:: PROBLEM DESCRIPTION ::
Reproduce the lines below word for word, starting at the first one and ending at the line that contains "top-left (494, 370), bottom-right (619, 394)".

:: RECORDS FOR THIS EXERCISE ::
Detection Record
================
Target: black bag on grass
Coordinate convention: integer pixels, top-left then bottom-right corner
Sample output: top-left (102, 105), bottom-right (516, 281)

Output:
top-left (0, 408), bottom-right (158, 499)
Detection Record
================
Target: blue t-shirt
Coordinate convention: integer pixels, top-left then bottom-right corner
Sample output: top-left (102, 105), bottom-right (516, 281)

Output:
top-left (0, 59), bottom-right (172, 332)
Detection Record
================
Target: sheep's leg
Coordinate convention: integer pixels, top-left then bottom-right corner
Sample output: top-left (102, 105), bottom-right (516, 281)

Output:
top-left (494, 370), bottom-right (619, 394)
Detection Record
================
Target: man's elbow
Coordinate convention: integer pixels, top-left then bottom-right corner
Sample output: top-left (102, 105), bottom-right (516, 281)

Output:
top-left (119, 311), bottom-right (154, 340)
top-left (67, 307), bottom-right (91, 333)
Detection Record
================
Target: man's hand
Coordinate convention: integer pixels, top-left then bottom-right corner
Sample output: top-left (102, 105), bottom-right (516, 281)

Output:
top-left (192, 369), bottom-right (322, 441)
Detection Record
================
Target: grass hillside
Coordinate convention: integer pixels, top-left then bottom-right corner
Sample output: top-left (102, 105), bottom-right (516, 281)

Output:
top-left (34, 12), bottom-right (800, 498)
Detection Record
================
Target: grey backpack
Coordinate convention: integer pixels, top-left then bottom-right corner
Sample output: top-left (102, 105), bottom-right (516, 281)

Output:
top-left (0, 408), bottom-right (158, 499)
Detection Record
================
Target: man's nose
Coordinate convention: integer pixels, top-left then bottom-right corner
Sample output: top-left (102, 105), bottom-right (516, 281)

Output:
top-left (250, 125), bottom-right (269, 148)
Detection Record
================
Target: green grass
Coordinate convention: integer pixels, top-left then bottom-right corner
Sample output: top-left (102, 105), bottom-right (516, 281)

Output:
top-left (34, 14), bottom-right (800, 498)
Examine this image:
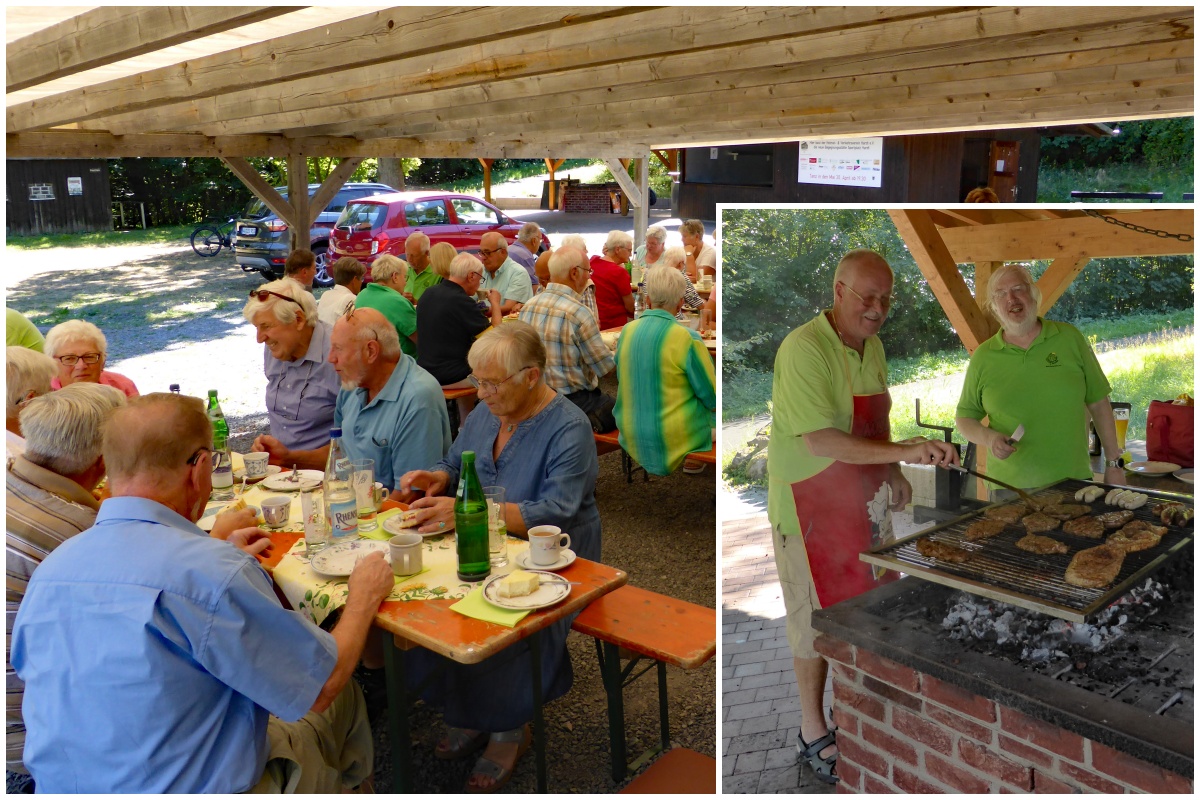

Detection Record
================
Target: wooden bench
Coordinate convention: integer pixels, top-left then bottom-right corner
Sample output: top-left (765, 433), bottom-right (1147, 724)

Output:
top-left (442, 386), bottom-right (479, 439)
top-left (620, 747), bottom-right (716, 794)
top-left (571, 585), bottom-right (716, 781)
top-left (592, 431), bottom-right (716, 483)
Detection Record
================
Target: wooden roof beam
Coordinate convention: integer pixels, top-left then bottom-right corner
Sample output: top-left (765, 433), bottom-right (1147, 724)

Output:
top-left (194, 15), bottom-right (1193, 136)
top-left (888, 209), bottom-right (994, 353)
top-left (5, 6), bottom-right (302, 91)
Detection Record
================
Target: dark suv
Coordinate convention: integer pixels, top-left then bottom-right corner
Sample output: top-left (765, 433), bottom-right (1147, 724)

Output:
top-left (233, 184), bottom-right (396, 287)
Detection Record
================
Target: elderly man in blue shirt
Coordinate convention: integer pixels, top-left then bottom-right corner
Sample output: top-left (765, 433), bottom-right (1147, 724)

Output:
top-left (11, 393), bottom-right (395, 794)
top-left (241, 278), bottom-right (338, 450)
top-left (252, 309), bottom-right (451, 489)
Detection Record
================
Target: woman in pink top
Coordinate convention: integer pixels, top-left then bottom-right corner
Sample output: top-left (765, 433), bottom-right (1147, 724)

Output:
top-left (46, 319), bottom-right (138, 397)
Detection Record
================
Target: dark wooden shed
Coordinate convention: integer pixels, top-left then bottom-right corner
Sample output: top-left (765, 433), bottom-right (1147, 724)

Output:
top-left (5, 158), bottom-right (113, 235)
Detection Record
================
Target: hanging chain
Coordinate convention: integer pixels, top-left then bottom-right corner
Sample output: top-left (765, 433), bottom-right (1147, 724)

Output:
top-left (1084, 209), bottom-right (1194, 241)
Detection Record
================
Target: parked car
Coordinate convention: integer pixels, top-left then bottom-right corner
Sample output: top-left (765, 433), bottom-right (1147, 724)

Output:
top-left (329, 192), bottom-right (550, 279)
top-left (233, 184), bottom-right (396, 287)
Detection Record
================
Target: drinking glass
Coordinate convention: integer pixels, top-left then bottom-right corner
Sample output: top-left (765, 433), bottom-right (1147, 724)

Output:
top-left (350, 458), bottom-right (379, 533)
top-left (484, 486), bottom-right (509, 566)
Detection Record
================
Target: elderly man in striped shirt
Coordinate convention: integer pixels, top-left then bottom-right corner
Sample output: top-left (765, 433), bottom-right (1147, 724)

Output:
top-left (520, 246), bottom-right (617, 433)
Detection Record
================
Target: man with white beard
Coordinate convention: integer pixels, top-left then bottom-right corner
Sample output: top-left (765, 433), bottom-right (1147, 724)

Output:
top-left (767, 249), bottom-right (959, 783)
top-left (955, 264), bottom-right (1126, 488)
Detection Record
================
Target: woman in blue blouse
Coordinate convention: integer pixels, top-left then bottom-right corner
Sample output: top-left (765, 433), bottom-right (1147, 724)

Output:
top-left (400, 320), bottom-right (600, 792)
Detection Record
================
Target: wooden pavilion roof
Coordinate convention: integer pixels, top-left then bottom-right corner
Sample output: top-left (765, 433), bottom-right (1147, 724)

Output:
top-left (6, 5), bottom-right (1194, 158)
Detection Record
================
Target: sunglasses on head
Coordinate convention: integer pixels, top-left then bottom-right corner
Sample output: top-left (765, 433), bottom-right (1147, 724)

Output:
top-left (250, 289), bottom-right (300, 306)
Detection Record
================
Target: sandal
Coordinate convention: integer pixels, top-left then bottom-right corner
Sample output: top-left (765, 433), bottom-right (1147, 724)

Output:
top-left (796, 730), bottom-right (838, 784)
top-left (433, 728), bottom-right (487, 762)
top-left (464, 726), bottom-right (533, 794)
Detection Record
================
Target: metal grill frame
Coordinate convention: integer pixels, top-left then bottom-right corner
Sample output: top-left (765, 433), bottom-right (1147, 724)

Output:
top-left (859, 479), bottom-right (1194, 622)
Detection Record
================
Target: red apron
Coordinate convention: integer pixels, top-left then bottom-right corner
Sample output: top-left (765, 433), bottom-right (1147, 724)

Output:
top-left (792, 391), bottom-right (899, 608)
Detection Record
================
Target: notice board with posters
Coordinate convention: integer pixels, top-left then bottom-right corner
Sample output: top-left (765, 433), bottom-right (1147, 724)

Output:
top-left (797, 137), bottom-right (883, 187)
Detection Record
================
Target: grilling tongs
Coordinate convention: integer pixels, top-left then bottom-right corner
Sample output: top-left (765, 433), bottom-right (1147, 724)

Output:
top-left (947, 464), bottom-right (1037, 509)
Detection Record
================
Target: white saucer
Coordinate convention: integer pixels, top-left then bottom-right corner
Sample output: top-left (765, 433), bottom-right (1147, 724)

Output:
top-left (515, 549), bottom-right (575, 572)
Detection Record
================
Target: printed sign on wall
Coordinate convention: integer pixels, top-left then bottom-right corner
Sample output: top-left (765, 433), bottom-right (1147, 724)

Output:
top-left (797, 137), bottom-right (883, 187)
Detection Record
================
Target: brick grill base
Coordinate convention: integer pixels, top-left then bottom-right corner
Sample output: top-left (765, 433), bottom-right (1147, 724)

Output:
top-left (817, 633), bottom-right (1193, 794)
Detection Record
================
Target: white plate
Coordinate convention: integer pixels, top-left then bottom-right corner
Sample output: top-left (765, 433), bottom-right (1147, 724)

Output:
top-left (484, 570), bottom-right (571, 610)
top-left (263, 469), bottom-right (325, 492)
top-left (233, 464), bottom-right (282, 483)
top-left (310, 539), bottom-right (389, 578)
top-left (516, 549), bottom-right (575, 572)
top-left (1126, 461), bottom-right (1180, 477)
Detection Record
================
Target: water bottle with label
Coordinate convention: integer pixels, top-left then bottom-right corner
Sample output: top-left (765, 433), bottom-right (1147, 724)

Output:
top-left (208, 389), bottom-right (233, 500)
top-left (325, 428), bottom-right (359, 542)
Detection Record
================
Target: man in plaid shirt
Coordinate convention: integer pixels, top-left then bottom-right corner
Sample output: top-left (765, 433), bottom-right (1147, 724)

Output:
top-left (518, 247), bottom-right (617, 433)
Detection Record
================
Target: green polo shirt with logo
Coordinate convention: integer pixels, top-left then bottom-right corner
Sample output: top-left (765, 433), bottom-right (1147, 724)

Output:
top-left (767, 313), bottom-right (888, 536)
top-left (955, 319), bottom-right (1112, 488)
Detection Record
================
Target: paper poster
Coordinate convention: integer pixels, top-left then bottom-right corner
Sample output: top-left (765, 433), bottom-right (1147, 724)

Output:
top-left (797, 137), bottom-right (883, 187)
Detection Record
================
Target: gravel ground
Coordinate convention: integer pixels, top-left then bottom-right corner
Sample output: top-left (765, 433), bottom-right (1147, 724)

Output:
top-left (5, 232), bottom-right (716, 793)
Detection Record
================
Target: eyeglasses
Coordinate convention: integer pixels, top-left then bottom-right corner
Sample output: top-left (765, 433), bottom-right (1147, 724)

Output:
top-left (839, 281), bottom-right (895, 311)
top-left (54, 353), bottom-right (104, 367)
top-left (467, 367), bottom-right (529, 395)
top-left (250, 289), bottom-right (300, 306)
top-left (187, 447), bottom-right (216, 467)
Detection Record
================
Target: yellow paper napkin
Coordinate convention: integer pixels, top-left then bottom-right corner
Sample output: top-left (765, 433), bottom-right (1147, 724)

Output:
top-left (450, 587), bottom-right (529, 627)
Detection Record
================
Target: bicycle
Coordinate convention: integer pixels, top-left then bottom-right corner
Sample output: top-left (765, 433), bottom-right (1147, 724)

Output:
top-left (192, 219), bottom-right (234, 258)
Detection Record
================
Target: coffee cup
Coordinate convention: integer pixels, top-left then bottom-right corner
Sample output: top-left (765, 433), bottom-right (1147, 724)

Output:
top-left (262, 497), bottom-right (292, 528)
top-left (388, 534), bottom-right (425, 576)
top-left (529, 525), bottom-right (571, 566)
top-left (241, 453), bottom-right (270, 479)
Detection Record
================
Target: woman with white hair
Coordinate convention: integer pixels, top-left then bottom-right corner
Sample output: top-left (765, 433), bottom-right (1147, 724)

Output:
top-left (955, 264), bottom-right (1126, 488)
top-left (241, 278), bottom-right (340, 450)
top-left (613, 266), bottom-right (716, 475)
top-left (46, 319), bottom-right (138, 397)
top-left (590, 230), bottom-right (634, 330)
top-left (400, 320), bottom-right (600, 792)
top-left (354, 253), bottom-right (416, 359)
top-left (4, 347), bottom-right (59, 457)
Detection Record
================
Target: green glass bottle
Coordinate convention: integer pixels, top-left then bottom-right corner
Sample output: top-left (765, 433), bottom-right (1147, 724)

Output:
top-left (454, 450), bottom-right (492, 581)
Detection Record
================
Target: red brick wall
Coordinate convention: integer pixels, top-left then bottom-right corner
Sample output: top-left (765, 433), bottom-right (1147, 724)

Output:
top-left (563, 186), bottom-right (612, 213)
top-left (817, 636), bottom-right (1193, 794)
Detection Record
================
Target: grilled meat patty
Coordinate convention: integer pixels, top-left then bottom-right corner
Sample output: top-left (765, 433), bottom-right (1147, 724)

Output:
top-left (1021, 511), bottom-right (1058, 534)
top-left (917, 539), bottom-right (971, 564)
top-left (1097, 511), bottom-right (1133, 530)
top-left (1062, 517), bottom-right (1104, 539)
top-left (962, 519), bottom-right (1006, 542)
top-left (983, 503), bottom-right (1030, 525)
top-left (1016, 534), bottom-right (1068, 555)
top-left (1063, 545), bottom-right (1126, 589)
top-left (1042, 503), bottom-right (1092, 519)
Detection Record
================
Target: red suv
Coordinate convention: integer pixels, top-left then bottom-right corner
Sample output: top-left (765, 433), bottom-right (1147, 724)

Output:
top-left (329, 192), bottom-right (550, 279)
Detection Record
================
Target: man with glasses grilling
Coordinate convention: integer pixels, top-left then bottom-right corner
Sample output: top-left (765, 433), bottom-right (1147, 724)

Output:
top-left (479, 230), bottom-right (533, 314)
top-left (11, 393), bottom-right (395, 794)
top-left (241, 278), bottom-right (338, 455)
top-left (767, 249), bottom-right (959, 783)
top-left (252, 308), bottom-right (450, 489)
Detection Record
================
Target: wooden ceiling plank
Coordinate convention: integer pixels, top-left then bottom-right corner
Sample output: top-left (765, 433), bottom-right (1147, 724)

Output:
top-left (888, 209), bottom-right (1012, 353)
top-left (189, 15), bottom-right (1192, 136)
top-left (1038, 253), bottom-right (1092, 317)
top-left (283, 46), bottom-right (1193, 136)
top-left (37, 7), bottom-right (1190, 132)
top-left (942, 209), bottom-right (1195, 264)
top-left (5, 6), bottom-right (301, 91)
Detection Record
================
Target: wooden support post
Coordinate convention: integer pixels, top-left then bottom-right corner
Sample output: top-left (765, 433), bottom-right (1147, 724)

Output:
top-left (479, 158), bottom-right (494, 203)
top-left (287, 152), bottom-right (312, 251)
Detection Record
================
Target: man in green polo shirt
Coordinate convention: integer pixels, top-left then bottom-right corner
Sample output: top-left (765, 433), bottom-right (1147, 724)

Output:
top-left (955, 264), bottom-right (1126, 488)
top-left (404, 230), bottom-right (442, 303)
top-left (767, 249), bottom-right (958, 783)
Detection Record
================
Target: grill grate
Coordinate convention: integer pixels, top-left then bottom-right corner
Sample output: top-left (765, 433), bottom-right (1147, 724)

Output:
top-left (859, 480), bottom-right (1193, 622)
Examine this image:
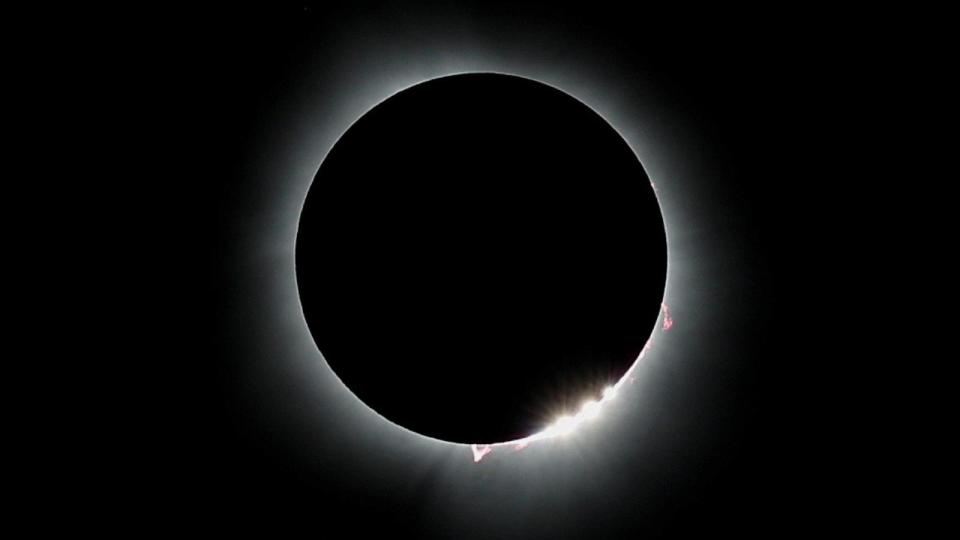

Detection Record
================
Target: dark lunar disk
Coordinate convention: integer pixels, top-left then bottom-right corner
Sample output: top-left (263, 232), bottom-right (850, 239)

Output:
top-left (296, 74), bottom-right (667, 443)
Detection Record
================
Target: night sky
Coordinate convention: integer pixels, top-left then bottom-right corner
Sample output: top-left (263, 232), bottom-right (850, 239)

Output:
top-left (95, 3), bottom-right (856, 538)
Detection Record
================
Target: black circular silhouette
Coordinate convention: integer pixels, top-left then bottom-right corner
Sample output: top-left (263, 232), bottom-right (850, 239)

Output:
top-left (296, 74), bottom-right (667, 443)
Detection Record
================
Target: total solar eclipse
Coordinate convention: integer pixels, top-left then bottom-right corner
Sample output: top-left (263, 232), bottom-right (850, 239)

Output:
top-left (296, 73), bottom-right (667, 444)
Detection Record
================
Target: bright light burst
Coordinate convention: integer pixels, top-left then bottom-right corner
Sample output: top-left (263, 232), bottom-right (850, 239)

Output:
top-left (470, 303), bottom-right (674, 463)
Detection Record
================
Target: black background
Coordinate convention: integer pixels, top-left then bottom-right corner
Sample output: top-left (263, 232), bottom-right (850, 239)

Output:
top-left (75, 4), bottom-right (872, 537)
top-left (296, 74), bottom-right (667, 443)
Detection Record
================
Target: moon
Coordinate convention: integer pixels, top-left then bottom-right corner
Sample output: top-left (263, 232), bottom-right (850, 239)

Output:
top-left (296, 73), bottom-right (668, 444)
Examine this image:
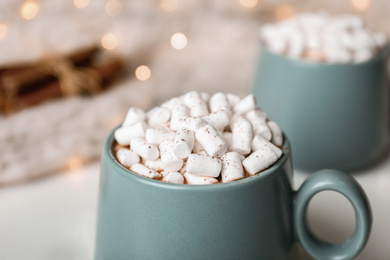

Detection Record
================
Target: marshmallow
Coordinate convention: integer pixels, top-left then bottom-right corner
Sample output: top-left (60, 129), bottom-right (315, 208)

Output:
top-left (114, 122), bottom-right (145, 145)
top-left (195, 125), bottom-right (227, 157)
top-left (144, 159), bottom-right (163, 172)
top-left (175, 116), bottom-right (206, 132)
top-left (122, 107), bottom-right (145, 127)
top-left (145, 127), bottom-right (175, 145)
top-left (222, 132), bottom-right (233, 151)
top-left (184, 173), bottom-right (218, 185)
top-left (260, 13), bottom-right (388, 63)
top-left (170, 104), bottom-right (189, 131)
top-left (200, 92), bottom-right (210, 103)
top-left (209, 92), bottom-right (230, 113)
top-left (130, 138), bottom-right (160, 160)
top-left (161, 97), bottom-right (184, 111)
top-left (192, 139), bottom-right (204, 153)
top-left (234, 94), bottom-right (256, 114)
top-left (246, 110), bottom-right (272, 140)
top-left (172, 128), bottom-right (195, 159)
top-left (242, 146), bottom-right (278, 175)
top-left (183, 91), bottom-right (209, 117)
top-left (221, 152), bottom-right (245, 182)
top-left (226, 94), bottom-right (241, 107)
top-left (267, 121), bottom-right (283, 147)
top-left (231, 116), bottom-right (253, 155)
top-left (252, 135), bottom-right (283, 158)
top-left (115, 92), bottom-right (283, 184)
top-left (160, 141), bottom-right (183, 172)
top-left (130, 163), bottom-right (161, 179)
top-left (116, 148), bottom-right (140, 167)
top-left (179, 161), bottom-right (187, 174)
top-left (246, 108), bottom-right (267, 120)
top-left (148, 107), bottom-right (171, 127)
top-left (162, 172), bottom-right (184, 184)
top-left (186, 154), bottom-right (222, 177)
top-left (203, 110), bottom-right (230, 132)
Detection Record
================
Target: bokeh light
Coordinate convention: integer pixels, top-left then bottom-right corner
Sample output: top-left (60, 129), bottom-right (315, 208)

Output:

:: ANSWER TO THIS TASK ::
Detection Record
================
Target: black bag on grass
Coordinate convention: integer pixels, top-left then bottom-right corner
Sample output: top-left (102, 105), bottom-right (516, 281)

Output:
top-left (0, 408), bottom-right (158, 499)
Detection Record
================
Target: blue t-shirt
Coordinate convention: integer pixels, top-left then bottom-right corner
Sample output: top-left (102, 105), bottom-right (516, 281)

Output:
top-left (0, 59), bottom-right (172, 332)
Detection Record
================
Target: sheep's leg
Coordinate convention: integer pixels, top-left then bottom-right corner
Sample output: top-left (102, 105), bottom-right (516, 281)

Output:
top-left (494, 370), bottom-right (619, 394)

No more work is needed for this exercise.